[Data extracted from a collection]
------------

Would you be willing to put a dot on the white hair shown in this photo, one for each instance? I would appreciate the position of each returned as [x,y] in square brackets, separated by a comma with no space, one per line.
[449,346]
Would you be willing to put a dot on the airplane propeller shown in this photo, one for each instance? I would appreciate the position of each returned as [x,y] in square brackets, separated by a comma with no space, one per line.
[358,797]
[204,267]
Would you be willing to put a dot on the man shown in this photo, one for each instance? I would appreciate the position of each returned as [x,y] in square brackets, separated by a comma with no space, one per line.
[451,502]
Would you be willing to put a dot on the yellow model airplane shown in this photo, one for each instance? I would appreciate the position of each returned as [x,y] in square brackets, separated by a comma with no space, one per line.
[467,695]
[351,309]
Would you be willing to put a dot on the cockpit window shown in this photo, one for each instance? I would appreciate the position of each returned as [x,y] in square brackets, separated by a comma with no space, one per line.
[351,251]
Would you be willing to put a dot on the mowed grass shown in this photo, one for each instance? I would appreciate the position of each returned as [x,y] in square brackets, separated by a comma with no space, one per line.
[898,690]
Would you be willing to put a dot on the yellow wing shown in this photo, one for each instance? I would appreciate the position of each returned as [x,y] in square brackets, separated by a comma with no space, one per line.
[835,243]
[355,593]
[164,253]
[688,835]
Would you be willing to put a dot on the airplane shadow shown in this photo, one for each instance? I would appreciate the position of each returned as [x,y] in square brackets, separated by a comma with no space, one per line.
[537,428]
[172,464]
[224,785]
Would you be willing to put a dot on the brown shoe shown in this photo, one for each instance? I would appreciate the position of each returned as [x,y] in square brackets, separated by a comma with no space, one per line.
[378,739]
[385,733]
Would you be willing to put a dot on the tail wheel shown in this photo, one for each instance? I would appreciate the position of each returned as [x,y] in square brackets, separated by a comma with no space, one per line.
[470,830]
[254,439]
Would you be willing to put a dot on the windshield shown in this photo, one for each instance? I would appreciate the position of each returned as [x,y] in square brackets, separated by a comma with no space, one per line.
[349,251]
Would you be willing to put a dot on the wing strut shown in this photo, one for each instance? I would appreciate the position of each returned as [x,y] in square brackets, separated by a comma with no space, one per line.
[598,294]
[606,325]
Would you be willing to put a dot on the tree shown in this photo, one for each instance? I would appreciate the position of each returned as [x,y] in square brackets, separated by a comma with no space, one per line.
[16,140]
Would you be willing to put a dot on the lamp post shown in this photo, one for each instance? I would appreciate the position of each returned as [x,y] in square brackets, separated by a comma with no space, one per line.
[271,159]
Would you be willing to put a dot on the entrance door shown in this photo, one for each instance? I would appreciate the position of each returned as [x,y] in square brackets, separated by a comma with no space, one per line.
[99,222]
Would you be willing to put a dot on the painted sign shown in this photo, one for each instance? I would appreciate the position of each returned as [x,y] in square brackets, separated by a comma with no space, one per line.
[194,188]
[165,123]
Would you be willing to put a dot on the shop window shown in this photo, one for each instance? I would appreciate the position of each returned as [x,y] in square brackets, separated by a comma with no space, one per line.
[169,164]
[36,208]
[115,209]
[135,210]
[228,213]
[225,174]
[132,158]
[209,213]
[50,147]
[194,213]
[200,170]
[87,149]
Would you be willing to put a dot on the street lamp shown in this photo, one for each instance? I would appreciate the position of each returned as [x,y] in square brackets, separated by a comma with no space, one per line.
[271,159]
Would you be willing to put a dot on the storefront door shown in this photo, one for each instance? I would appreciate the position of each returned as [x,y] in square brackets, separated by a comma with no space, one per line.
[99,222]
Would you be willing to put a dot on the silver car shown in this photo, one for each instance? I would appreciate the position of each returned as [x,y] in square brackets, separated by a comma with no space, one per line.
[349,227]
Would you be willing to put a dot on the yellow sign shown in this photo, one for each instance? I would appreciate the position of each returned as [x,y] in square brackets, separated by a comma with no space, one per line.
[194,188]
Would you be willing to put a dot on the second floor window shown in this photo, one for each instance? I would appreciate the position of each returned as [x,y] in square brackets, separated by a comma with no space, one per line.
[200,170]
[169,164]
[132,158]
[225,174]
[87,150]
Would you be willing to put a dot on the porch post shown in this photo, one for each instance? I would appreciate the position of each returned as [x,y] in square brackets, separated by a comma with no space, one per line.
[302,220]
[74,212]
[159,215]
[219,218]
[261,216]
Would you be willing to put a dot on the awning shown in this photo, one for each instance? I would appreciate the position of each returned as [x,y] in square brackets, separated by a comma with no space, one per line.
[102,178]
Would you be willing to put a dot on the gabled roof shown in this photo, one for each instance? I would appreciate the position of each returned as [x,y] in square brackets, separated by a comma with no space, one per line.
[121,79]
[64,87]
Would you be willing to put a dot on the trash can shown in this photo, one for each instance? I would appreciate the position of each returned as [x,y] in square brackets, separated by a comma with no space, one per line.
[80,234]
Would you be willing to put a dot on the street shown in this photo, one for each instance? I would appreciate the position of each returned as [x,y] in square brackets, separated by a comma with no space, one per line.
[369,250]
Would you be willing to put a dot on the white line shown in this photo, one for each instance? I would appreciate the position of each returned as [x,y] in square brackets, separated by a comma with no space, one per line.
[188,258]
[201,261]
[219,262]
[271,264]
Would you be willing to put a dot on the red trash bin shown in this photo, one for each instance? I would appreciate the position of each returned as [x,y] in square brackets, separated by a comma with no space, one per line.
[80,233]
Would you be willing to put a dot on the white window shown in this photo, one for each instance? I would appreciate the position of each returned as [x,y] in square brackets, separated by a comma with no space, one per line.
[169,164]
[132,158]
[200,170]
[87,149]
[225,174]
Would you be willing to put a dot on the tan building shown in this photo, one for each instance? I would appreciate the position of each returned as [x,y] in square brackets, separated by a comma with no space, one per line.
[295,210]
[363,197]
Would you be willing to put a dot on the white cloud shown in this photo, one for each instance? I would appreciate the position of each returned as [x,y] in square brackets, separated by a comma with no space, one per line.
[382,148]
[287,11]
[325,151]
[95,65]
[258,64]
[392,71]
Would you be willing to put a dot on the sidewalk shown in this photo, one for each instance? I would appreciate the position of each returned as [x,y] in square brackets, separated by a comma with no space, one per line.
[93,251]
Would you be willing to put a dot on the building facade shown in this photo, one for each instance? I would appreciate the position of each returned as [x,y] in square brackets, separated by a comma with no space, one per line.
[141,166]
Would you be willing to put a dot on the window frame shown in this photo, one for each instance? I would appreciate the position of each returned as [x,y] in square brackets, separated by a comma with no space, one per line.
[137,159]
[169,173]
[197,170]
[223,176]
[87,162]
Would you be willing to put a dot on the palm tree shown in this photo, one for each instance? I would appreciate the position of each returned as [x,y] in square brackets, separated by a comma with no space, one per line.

------------

▸ **DIRECTIONS**
Every line of the records above needs to be given again exactly.

▸ **RESPONSE TO THE TASK**
Would you be willing to put a dot on the white hair shown in this photo, one for each instance? I would appreciate the position of each returned as [x,y] in square brackets, separated by a comma with no space, one per line.
[449,346]
Would you be willing to put a dot on the airplane propeller shown in this photo, one for each instance? I would appreciate the position of each returned as [x,y] in square brackets, separated by a comma with no space, one per line.
[358,797]
[204,267]
Would you be willing to put a dot on the man shown in this photo, one for each instance? I would appreciate the position of each returned as [x,y] in square brackets, separated by a comma with no space, one per line.
[451,502]
Would you be willing to put a dot on the yellow model airplane shown in this photo, one for each instance? I would appreciate the position of each returned as [x,y] in square brackets, separated by a comma with no space, one per line.
[467,695]
[351,309]
Would you be willing to put a dot on the cockpit window shown in this photo, one for each instance? I would appreciate the position of each returned as [x,y] in square brackets, separated by a comma with no space, one per line.
[351,251]
Would you be willing to put a dot on the mowed grass shown in this photo, one for each instance? I would appreciate the position of each returned as [x,y] in square brackets, separated by a comma with no space, one per line.
[898,690]
Would you be willing to put a dot on the yellow wing shown in this photo, one for each instance? I would appreciate the position of each returned as [x,y] in square brackets, separated by a comma with no space, one per line.
[835,243]
[355,593]
[164,253]
[688,835]
Would you be willing to put a dot on the airplane shadow shown in this photo, one for each instance? I would appreciate the position of each returned as [x,y] in square brackets, separated by a comma with no space, one per line.
[537,428]
[172,464]
[224,785]
Would you be willing to put a dot on the brown shoe shown in this photo, one for each instance? I would appreciate the position of each returned as [x,y] in square brackets, separated by a comma with no space, one per line.
[378,739]
[385,733]
Would you be willing to put a dot on the tail wheel shown in this photo, one for each instance? I would appreciate the position of each returned as [x,y] in square brackets, separated by a comma with no space, one per line.
[470,830]
[254,439]
Would you be willing to put a dot on the windshield shown in this photo, one for each instance? I would appreciate the position of each returned as [x,y] in square brackets, separated by a comma with no space, one per line.
[349,251]
Would you be willing to put a dot on the wing strut shown in this photo, one for each instance? I would appreciate the position of each returned as [x,y] in square brackets, separated by a comma with no space, one per line.
[598,294]
[606,325]
Would you be willing to put a dot on the tree shown in this photo, one for each instance? I would appreciate the position of each returned as [x,y] in square brackets, separated by a comma with no space, one per line.
[16,140]
Would you be willing to put a dot on the lamp post shown in this photo, one for each instance? I would appreciate the position of each returned as [x,y] in square brackets, separated by a comma with no space, one per line.
[271,159]
Would you be willing to put a dot on the entrance door shown in this photo, one for each instance? I would appreciate the position of each returned as [x,y] in square brackets, separated by a comma with no space, one per line.
[99,222]
Would you be willing to put a dot on the painted sign shown in this photo, one for each instance? I would appreciate the position of each returned as [x,y] in square brackets, separated by a comma with no space, one per line.
[194,188]
[165,123]
Would you be willing to put a dot on the shop window shown in this photo, one for each instance? I would appreciate the position of each returned as [x,y] in square brackets, separated by a comma with no space, one per line.
[169,164]
[36,208]
[115,209]
[135,210]
[228,213]
[225,174]
[132,158]
[209,213]
[50,147]
[194,213]
[200,170]
[87,149]
Would you be willing to put a dot on the street lamp shown in this photo, one for each instance? I would appreciate the position of each returned as [x,y] in square brackets, separated by a comma with no space, one per line.
[271,159]
Would you be willing to put a dot on the storefront door shown in this photo, one for each instance? I would appreciate the position of each returned as [x,y] in square brackets, separated by a comma with no space, one per line.
[99,222]
Would you be willing to put a dot on the silver car shown in this photo, one for each instance? I would appreciate the position of each returned as [x,y] in square brackets, separated by a comma with no space, one per line.
[349,227]
Would you be willing to put a dot on the yellow sign shown in this photo, one for each instance? I would appreciate the position of each returned as [x,y] in square brackets, separated by a comma with no space, one per line.
[194,188]
Would you be willing to put a dot on the second floor window shown in this photo, one for each instance? I would appreciate the position of each returned as [x,y] in square brackets, separated by a comma with no space, one per line.
[200,170]
[169,164]
[132,158]
[225,174]
[87,150]
Would you be willing to put a dot on the porch post shown in this photo, one for each instance? I would appreciate the position of each returned as [x,y] in square brackets, separated by a comma with no space, one per line.
[302,220]
[74,212]
[159,215]
[219,218]
[261,216]
Would you be willing to put a dot on the awning shown in this photo, one for each instance? I would appreciate the position of each returned as [x,y] in square brackets, separated by a comma with no space, one per line.
[102,178]
Would you be willing to put a dot on the gabled roof shown in this photo, one for each instance? I would appreciate the position of each returned as [x,y] in square brackets, separated by a comma with no space, one per line.
[121,79]
[64,87]
Would you be willing to put a dot on the trash can shown in this photo, one for each instance? I would appreciate the position of each returned as [x,y] in square brackets, separated by a comma with no space, one per line.
[80,234]
Would you be willing to put a dot on the street shown in this photo, one for each instance? I would appreciate the position of each returned as [x,y] in square brackets, separated by a comma with no space, one per line.
[369,250]
Would you be willing to put a dot on the white line shown in this photo, one for each instance? I would appreciate the position of each returned as [x,y] in square brackets, separated by a comma with no space, one per line.
[188,258]
[201,261]
[219,262]
[271,264]
Would you be willing to put a dot on the red trash bin shown in this photo, one for each instance? I would appreciate the position of each returned as [x,y] in square brackets, separated by a comma with no space, one per line.
[80,233]
Would you be willing to put a dot on the white window shown in this photo, one for each instance? I would appreciate the position of each returned as [x,y] in square brackets, separated by a comma with no space, one per line.
[169,164]
[132,158]
[200,170]
[87,149]
[225,174]
Would you be willing to put a dot on the tan building shown in this photo, one for each instance? I would appreciate the position of each returned as [x,y] in square brackets, separated by a comma with no space, one per line.
[295,210]
[363,197]
Would you be willing to put a dot on the white cloud shown in this photo, one for each instance? I would appreciate the position of each returned as [x,y] in square brackets, separated by a comma with no space, one per line.
[382,148]
[287,11]
[325,151]
[95,65]
[258,64]
[392,71]
Would you be willing to put a dot on the sidewalk shown in this photo, one for each instance? I would appreciate the position of each returned as [x,y] in square brackets, separated by a comma with no space, one per line.
[93,251]
Would you be willing to put a dot on the building facade shown in this photo, one for each instance? I would appreciate the position of each returned as [x,y] in square brackets, separated by a comma with no space, one per line.
[141,166]
Would you be willing to put a dot on the window frame shown in this photo, one for each instance? I would appreciate the position of each returned as [x,y] in square brackets, separated by a comma with no space, one per line.
[137,159]
[169,173]
[197,170]
[223,176]
[87,162]
Would you be willing to put a dot on the palm tree shown in this photo, one for each instance? I would appreciate the position of each returned as [x,y] in square brackets, separated by a comma with no space, one per line.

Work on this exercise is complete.